[START OF Page extract]
On February 25, 2018, the Brazilian-based Plinio Corrêa de Oliveira Institute sent a letter to Joseph Cardinal Zen Ze-kiun in support of the heroic persecuted Catholics of the underground Church in China.
The text of the letter can be found below. Those who wish to add their name to this letter of support may do so at this link.
His Eminence Joseph Cardinal Zen Ze-kiun
The Plinio Corrêa de Oliveira Institute, a civic association that continues the work of the distinguished professor whose name it bears, and its co-signing autonomous sister organizations around the world work to defend the perennial values of Christian civilization. Their directors, members, and supporters are Roman Catholics who fight the onslaught of communism and socialism.
The fundamentally anticommunist position that results from the Catholic convictions of our organizations has been reinvigorated by the heroic resistance of the “underground Church” faithful to Rome. Its bishops, priests and millions of Catholics refuse to submit to the so-called Patriotic Church, schismatic in relation to Rome, and entirely submissive to the central power of Beijing.
“Blessed are they that suffer persecution for justice’ sake: for theirs is the kingdom of heaven” (Mt. 5:10); “If the world hate you, know ye, that it hath hated me before you. If you had been of the world, the world would love its own: but because you are not of the world, but I have chosen you out of the world, therefore the world hateth you” (Jn. 15:18-19).
Quoting these divine words of Our Lord Jesus Christ, we express our admiration for the sole Catholic Church in China, today under the Communist boot, of which Your Eminence is a distinguished member and spokesman. We see these persecuted Catholics as brothers in the Faith to whom is addressed the 1974 Resistance Declaration authored by the eminent Brazilian Catholic leader Plinio Corrêa de Oliveira (1908-1995), founder of the Brazilian Society for the Defense of Tradition, Family and Property and inspirer of autonomous TFPs and sister organizations throughout the world. That document is titled “The Vatican Policy of Détente with Communist Governments – Should the TFPs Stand Down? Or Should They Resist?” (see attached).
[END OF Page extract]
## Required work
[A] Answer these from the letter to Cardinal Zen, one line each:
(i) On what date did the Plinio Corrêa de Oliveira Institute send it?
(ii) What chapter and verse are cited for "Blessed are they that suffer persecution for justice' sake"?
(iii) In what year was the Resistance Declaration by Plinio Corrêa de Oliveira written?
[B] Does each statement agree with the letter to Cardinal Zen? Answer yes or no, quoting the words that decide it.
(i) The Plinio Corrêa de Oliveira Institute is based in Brazil.
(ii) The directors, members, and supporters of the signing organizations are Orthodox Christians.
(iii) Plinio Corrêa de Oliveira died in 2001.
[C] Pick up the letter to Cardinal Zen after its final sentence and keep writing it.
[START OF Provided material]
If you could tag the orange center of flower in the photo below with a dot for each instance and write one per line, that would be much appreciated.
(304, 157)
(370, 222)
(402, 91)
[END OF Provided material]
## Exercise responses
[A]
(i) February 25, 2018
(ii) Mt. 5:10
(iii) 1974

[B]
(i) Yes: "the Brazilian-based Plinio Corrêa de Oliveira Institute"
(ii) No: "Their directors, members, and supporters are Roman Catholics"
(iii) No: "Plinio Corrêa de Oliveira (1908-1995)"

[C]
As Your Eminence can read in this 1974 Declaration, Vatican diplomacy in both Eastern Europe and Latin America pursued a devious policy of rapprochement with communist regimes that was severely detrimental to true Catholics and would result in subjecting the Holy Catholic Church to the red despots.
On April 7, 1974, the press in South America’s largest city (Cf. O Estado de São Paulo) reported on an interview by Archbishop Agostino Casaroli asserting that “Catholics are happy in the socialist regime” that Castro’s communists imposed on the unfortunate island of Cuba. Archbishop Casaroli went on to say that “the Cuban Catholic Church and its spiritual guide always seek to avoid creating any problem to the socialist government that rules the island.”
These statements by the high-ranking Vatican envoy—which coincided with the positions of other prelates who collaborated with communism—painfully surprised and caused moral trauma among Catholics faithful to the immutable social and economic doctrine taught by Leo XIII, Pius XI and Pius XII. This Ostpolitik, as it became known, was a source of perplexity and anguish and aroused a most profound and poignant drama in many souls. Indeed, over and above social and economic questions, it involves what is most fundamental, vibrant, and tender in the soul of a Roman Catholic, his spiritual union with the Vicar of Jesus Christ.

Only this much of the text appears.